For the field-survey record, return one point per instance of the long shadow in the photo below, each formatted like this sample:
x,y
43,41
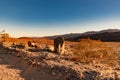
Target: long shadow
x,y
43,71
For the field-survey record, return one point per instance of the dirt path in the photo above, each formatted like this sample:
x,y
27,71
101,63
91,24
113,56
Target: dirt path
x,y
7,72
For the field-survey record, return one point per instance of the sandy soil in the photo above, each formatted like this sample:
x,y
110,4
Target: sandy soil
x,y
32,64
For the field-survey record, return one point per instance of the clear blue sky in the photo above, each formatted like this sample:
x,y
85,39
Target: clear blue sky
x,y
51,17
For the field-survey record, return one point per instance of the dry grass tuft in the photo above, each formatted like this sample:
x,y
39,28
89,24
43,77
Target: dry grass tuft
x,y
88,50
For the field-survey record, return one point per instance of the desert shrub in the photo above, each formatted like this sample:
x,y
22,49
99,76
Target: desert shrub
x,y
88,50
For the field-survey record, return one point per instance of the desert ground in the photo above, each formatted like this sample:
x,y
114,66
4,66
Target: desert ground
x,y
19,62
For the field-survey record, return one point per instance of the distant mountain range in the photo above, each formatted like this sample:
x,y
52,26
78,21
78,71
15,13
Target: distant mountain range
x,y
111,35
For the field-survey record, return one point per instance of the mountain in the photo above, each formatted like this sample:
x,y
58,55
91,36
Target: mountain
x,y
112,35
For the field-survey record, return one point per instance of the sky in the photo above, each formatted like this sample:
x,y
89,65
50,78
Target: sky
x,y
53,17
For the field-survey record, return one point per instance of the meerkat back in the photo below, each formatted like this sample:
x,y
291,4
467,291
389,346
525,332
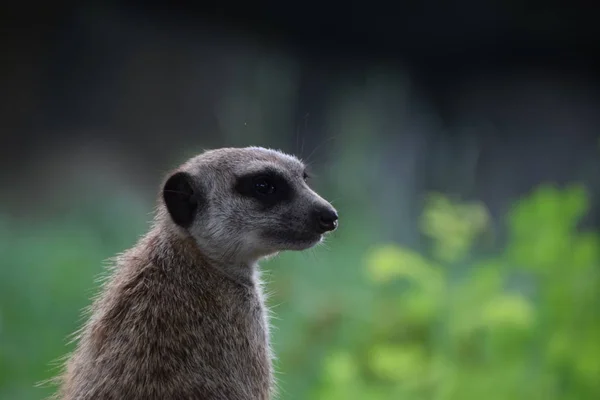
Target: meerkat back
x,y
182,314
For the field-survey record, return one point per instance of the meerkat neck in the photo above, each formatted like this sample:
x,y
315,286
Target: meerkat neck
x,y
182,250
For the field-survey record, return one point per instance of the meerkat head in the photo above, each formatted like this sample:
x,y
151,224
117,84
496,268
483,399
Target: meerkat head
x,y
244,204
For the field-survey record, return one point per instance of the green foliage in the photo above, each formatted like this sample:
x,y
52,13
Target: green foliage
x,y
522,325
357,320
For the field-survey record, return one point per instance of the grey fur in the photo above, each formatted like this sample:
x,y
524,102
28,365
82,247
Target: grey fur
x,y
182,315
○ ○ ○
▶ _To do_:
Would you transcribe the whole listing above exactly? The pictures should not be included.

▶ _Result below_:
For the field-survey record, return one point per instance of the long shadow in the photo below, each formatted like this sample:
x,y
43,41
Target: long shadow
x,y
43,71
For the field-survey record, return one point per instance of the dirt path in the photo above, each formatted like this sample:
x,y
27,71
101,63
91,24
113,56
Target: dirt path
x,y
7,72
For the field-survey record, return one point per instance of the sandy soil in the photo above, each formatted like this sample:
x,y
110,4
Target: sandy soil
x,y
32,64
For the field-survey record, return one point per instance of the clear blue sky in the photo above, each formatted like this sample:
x,y
85,39
Target: clear blue sky
x,y
51,17
For the field-survey record, return one point per instance of the dry grass tuft in the photo above, each formatted like this sample:
x,y
39,28
89,24
43,77
Target: dry grass tuft
x,y
88,50
For the field-survey record, return one point per instance of the desert shrub in the photo above, each formatted like this sample:
x,y
22,49
99,76
Target: desert shrub
x,y
88,50
For the field-survey record, return one point per instance of the desert ground in the photo above, each formatted like this sample:
x,y
114,66
4,66
Target: desert ground
x,y
19,62
For the field-survey record, return one point per instance of the distant mountain range in the photo above, each formatted like this sample:
x,y
52,26
78,21
78,71
15,13
Target: distant mountain range
x,y
111,35
For the field-survey record, return one point per instance of the mountain in the photo above, each formatted like this sample:
x,y
58,55
91,36
Target: mountain
x,y
112,35
For the field-survey record, return one point per instance of the sky in the photo above, each formatted like this sample:
x,y
89,65
50,78
Target: sky
x,y
53,17
For the field-survey record, return one point per instance of the meerkat back in the photo below, each formatted like this sample:
x,y
291,4
467,291
389,346
525,332
Target: meerkat back
x,y
182,314
For the field-survey record, return one point per instance of the meerkat neck in the photo above, each formatted like this sample:
x,y
315,286
Target: meerkat neck
x,y
182,250
For the field-survey record, return one point per instance of the meerkat head in the photo above, each formatted like this sample:
x,y
151,224
117,84
496,268
483,399
Target: meerkat head
x,y
244,204
For the field-survey record, return one point per instance of the green foliage in the photo above, each formatted like this sample:
x,y
52,13
Target: green foliage
x,y
522,325
357,320
For the field-survey record, return one point per instance of the grey fur in the photo above, each formatted like this sample:
x,y
524,102
28,365
82,247
Target: grey fur
x,y
182,315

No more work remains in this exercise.